▶ _Requirements_: Write out the listing exactly as it is given.
**********
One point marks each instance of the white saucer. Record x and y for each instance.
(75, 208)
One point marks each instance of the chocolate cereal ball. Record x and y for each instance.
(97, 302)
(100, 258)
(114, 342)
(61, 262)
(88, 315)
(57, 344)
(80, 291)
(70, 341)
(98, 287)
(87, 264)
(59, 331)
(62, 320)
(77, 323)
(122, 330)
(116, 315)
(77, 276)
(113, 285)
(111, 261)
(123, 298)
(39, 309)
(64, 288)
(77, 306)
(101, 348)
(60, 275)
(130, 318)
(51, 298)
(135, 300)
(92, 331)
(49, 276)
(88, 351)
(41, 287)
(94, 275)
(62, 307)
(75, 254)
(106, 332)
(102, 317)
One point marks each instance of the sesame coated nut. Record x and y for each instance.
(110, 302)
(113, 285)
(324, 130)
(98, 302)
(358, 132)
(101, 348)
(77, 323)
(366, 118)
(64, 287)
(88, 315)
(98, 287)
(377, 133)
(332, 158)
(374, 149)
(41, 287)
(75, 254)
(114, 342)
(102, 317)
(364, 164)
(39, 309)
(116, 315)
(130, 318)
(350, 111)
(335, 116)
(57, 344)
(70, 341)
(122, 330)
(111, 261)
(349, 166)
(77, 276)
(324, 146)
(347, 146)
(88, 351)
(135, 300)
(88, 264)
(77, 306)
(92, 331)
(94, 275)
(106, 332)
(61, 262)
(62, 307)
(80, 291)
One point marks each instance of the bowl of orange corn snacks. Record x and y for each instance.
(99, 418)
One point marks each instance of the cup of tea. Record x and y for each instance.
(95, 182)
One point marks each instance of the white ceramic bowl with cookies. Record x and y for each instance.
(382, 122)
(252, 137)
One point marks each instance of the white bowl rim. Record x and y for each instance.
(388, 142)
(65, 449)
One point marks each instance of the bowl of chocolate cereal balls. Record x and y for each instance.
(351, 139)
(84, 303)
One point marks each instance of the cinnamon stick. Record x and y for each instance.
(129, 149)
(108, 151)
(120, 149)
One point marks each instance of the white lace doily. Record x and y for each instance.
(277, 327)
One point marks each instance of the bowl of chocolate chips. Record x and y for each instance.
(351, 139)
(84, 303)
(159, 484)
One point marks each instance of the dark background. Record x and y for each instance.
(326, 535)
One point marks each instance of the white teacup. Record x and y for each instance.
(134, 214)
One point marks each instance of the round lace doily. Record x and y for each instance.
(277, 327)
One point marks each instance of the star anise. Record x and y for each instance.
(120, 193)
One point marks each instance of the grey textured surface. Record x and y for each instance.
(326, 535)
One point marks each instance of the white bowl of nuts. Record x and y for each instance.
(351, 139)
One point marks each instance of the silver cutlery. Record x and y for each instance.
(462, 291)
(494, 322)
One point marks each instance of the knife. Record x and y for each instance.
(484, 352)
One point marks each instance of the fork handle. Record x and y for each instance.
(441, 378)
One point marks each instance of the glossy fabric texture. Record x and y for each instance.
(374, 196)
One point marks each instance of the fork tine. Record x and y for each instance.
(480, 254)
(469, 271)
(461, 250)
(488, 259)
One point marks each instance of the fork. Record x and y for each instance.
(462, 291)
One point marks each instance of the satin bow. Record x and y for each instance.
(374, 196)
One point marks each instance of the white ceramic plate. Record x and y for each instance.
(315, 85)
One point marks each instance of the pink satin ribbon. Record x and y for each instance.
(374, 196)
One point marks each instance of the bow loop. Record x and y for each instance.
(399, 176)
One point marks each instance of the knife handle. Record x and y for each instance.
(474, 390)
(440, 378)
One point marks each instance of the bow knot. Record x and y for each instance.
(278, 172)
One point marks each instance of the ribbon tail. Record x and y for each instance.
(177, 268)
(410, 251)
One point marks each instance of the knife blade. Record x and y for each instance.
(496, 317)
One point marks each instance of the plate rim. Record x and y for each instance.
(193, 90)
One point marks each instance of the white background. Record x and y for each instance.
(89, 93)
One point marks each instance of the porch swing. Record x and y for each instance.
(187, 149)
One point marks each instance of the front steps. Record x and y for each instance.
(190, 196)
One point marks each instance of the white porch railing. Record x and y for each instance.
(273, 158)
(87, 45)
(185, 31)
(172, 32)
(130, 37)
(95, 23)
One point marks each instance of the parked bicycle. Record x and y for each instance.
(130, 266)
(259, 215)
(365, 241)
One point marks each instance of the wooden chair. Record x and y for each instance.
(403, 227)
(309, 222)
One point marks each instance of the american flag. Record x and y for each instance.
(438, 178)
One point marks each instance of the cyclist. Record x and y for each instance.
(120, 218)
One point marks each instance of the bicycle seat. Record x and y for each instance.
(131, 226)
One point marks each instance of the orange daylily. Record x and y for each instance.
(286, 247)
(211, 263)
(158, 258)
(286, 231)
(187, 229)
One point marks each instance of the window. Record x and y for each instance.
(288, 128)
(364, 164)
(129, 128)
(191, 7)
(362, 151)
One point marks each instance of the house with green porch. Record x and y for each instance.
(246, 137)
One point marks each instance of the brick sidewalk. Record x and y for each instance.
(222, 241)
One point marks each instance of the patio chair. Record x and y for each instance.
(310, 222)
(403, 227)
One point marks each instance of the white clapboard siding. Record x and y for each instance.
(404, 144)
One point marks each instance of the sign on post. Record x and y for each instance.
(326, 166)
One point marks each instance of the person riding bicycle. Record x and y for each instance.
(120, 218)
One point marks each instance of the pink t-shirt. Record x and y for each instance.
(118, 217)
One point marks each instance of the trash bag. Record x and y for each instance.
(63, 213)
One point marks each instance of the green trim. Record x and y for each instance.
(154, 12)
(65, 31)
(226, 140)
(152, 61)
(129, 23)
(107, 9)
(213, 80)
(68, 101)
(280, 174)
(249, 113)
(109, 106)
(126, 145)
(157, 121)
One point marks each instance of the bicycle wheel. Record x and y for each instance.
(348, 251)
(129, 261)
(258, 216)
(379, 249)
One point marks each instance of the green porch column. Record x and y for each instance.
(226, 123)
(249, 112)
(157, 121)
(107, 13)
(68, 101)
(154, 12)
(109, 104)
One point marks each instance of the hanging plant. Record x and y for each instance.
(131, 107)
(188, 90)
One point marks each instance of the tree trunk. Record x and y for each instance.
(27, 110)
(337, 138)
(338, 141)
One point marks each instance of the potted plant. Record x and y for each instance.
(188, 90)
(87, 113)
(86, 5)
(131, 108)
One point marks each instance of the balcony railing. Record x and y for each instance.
**********
▶ _Correct answer_:
One point marks each instance of the white saucer. Record x and y for each instance.
(75, 208)
One point marks each instance of the chocolate cereal ball. Record x and y for each instance.
(97, 302)
(100, 258)
(114, 342)
(61, 262)
(88, 315)
(57, 344)
(80, 291)
(70, 341)
(98, 287)
(87, 264)
(59, 331)
(62, 320)
(77, 323)
(122, 330)
(116, 315)
(77, 276)
(113, 285)
(111, 261)
(123, 298)
(39, 309)
(64, 288)
(77, 306)
(101, 348)
(60, 275)
(130, 318)
(51, 298)
(135, 300)
(92, 331)
(49, 276)
(88, 351)
(41, 287)
(94, 275)
(62, 307)
(75, 254)
(106, 332)
(102, 317)
One point marks each instance of the sesame coated nut. Record x and y for each instance.
(110, 302)
(113, 285)
(324, 130)
(98, 302)
(358, 132)
(101, 348)
(77, 323)
(366, 118)
(64, 287)
(88, 315)
(98, 287)
(377, 133)
(332, 158)
(374, 149)
(41, 287)
(75, 254)
(114, 342)
(102, 317)
(364, 164)
(39, 309)
(116, 315)
(130, 318)
(350, 111)
(335, 116)
(57, 344)
(70, 341)
(122, 330)
(111, 261)
(349, 166)
(77, 276)
(324, 146)
(347, 146)
(88, 351)
(135, 300)
(88, 264)
(77, 306)
(92, 331)
(94, 275)
(106, 332)
(61, 262)
(62, 307)
(80, 291)
One point marks each instance of the bowl of orange corn snacks. Record x and y for each instance.
(99, 418)
One point marks each instance of the cup of tea. Record x and y for each instance.
(95, 182)
One point marks each instance of the white ceramic bowl with cookies. Record x and y for each instance.
(382, 122)
(252, 137)
One point marks each instance of the white bowl rim. Record x and y for each instance.
(388, 142)
(65, 449)
One point marks each instance of the bowl of chocolate cereal balls. Record x and y for each instance.
(351, 139)
(84, 303)
One point marks each instance of the cinnamon stick. Record x and y for each instance.
(129, 149)
(108, 151)
(120, 149)
One point marks each instance of the white lace doily. Record x and y for each instance.
(277, 327)
One point marks each instance of the bowl of chocolate chips. Record x and y for each instance.
(351, 139)
(84, 303)
(159, 484)
One point marks each instance of the dark background. Record x and y for each instance.
(326, 535)
One point marks each instance of the white teacup. Record x and y for each instance.
(134, 214)
One point marks each instance of the round lace doily. Record x and y for each instance.
(277, 327)
One point marks each instance of the star anise. Record x and y for each instance.
(120, 193)
One point marks each instance of the grey textured surface. Record x and y for each instance.
(326, 535)
One point marks each instance of the white bowl of nuts. Record x and y for each instance.
(351, 139)
One point marks each instance of the silver cutlery. Record x and y for each instance.
(462, 291)
(494, 322)
One point marks each instance of the knife. Record x and y for each instance.
(484, 352)
One point marks each instance of the fork handle. Record x and y for each instance.
(441, 378)
One point marks each instance of the glossy fabric texture. Record x and y for each instance.
(374, 196)
One point marks each instance of the fork tine. Record x and y for each instance.
(480, 254)
(469, 271)
(461, 250)
(488, 259)
One point marks each instance of the fork. Record x and y for each instance.
(462, 291)
One point marks each instance of the satin bow. Record x and y for each instance.
(374, 196)
One point marks each instance of the white ceramic plate. Record x and y for each instance.
(315, 85)
One point marks each instance of the pink satin ribbon. Record x and y for each instance.
(374, 196)
One point marks each instance of the bow loop. Record x and y for each instance.
(399, 176)
One point marks each instance of the knife handle. Record x and y for each instance.
(474, 390)
(440, 378)
One point marks each instance of the bow knot. Record x and y for each instance.
(278, 172)
One point marks each instance of the ribbon tail. Record x and y for each instance.
(177, 268)
(410, 251)
One point marks each instance of the knife blade. Record x and y for each instance.
(496, 317)
One point marks each instance of the plate rim. Record x and y for each instance.
(193, 90)
One point marks each instance of the white background. Record x and y for each instance.
(89, 93)
One point marks each instance of the porch swing. Record x and y for each instance.
(187, 149)
One point marks each instance of the front steps. Record x and y for each instance.
(190, 196)
One point marks each instance of the white porch railing. Record x and y for each instance.
(273, 158)
(87, 45)
(185, 31)
(172, 32)
(130, 37)
(95, 23)
One point marks each instance of the parked bicycle. Record x and y for each instance.
(130, 266)
(259, 215)
(365, 241)
One point marks each instance of the wooden chair. Record x and y for each instance.
(403, 227)
(309, 222)
One point marks each instance of the american flag. Record x and y for each instance.
(438, 178)
One point marks each instance of the cyclist. Record x and y for each instance.
(120, 218)
One point marks each instance of the bicycle seat. Record x and y for each instance.
(131, 226)
One point marks each instance of the orange daylily. Record x and y for each instance.
(286, 247)
(211, 263)
(158, 258)
(286, 231)
(187, 229)
One point marks each instance of the window. Record x and y for each instance.
(288, 128)
(364, 164)
(129, 128)
(191, 7)
(362, 151)
One point marks each instance of the house with green porch. Record x and y for each instance.
(246, 137)
One point marks each instance of the brick sidewalk. Record x and y for each instance.
(222, 241)
One point marks each instance of the patio chair. Record x and y for each instance.
(310, 222)
(403, 227)
One point marks each instance of the white clapboard siding. Record x and y for each instance.
(404, 144)
One point marks each instance of the sign on post. Record x and y for each instance.
(326, 166)
One point marks each instance of the person riding bicycle. Record x and y for each instance.
(120, 218)
One point marks each instance of the pink t-shirt. Record x and y for each instance.
(118, 217)
One point marks each instance of the trash bag. Record x and y for each instance.
(63, 213)
One point marks each instance of the green trim. Record x and y for each instance.
(154, 12)
(65, 31)
(226, 140)
(152, 61)
(129, 23)
(107, 9)
(213, 80)
(68, 101)
(280, 174)
(249, 113)
(109, 106)
(126, 145)
(157, 121)
One point marks each instance of the bicycle wheel. Record x and y for each instance.
(348, 251)
(129, 261)
(258, 216)
(379, 249)
One point marks each instance of the green porch column. Record x and y for each instance.
(226, 123)
(249, 112)
(157, 121)
(107, 13)
(68, 101)
(154, 12)
(109, 104)
One point marks each instance of the hanging plant. Record x and y for each instance.
(131, 107)
(188, 90)
One point marks each instance of the tree trunk. Record x and y for each instance.
(27, 110)
(337, 138)
(338, 141)
One point marks each instance of the potted plant. Record x and y for each instance.
(188, 90)
(87, 113)
(86, 5)
(131, 108)
One point marks each instance of the balcony railing. Record x and y for each instance.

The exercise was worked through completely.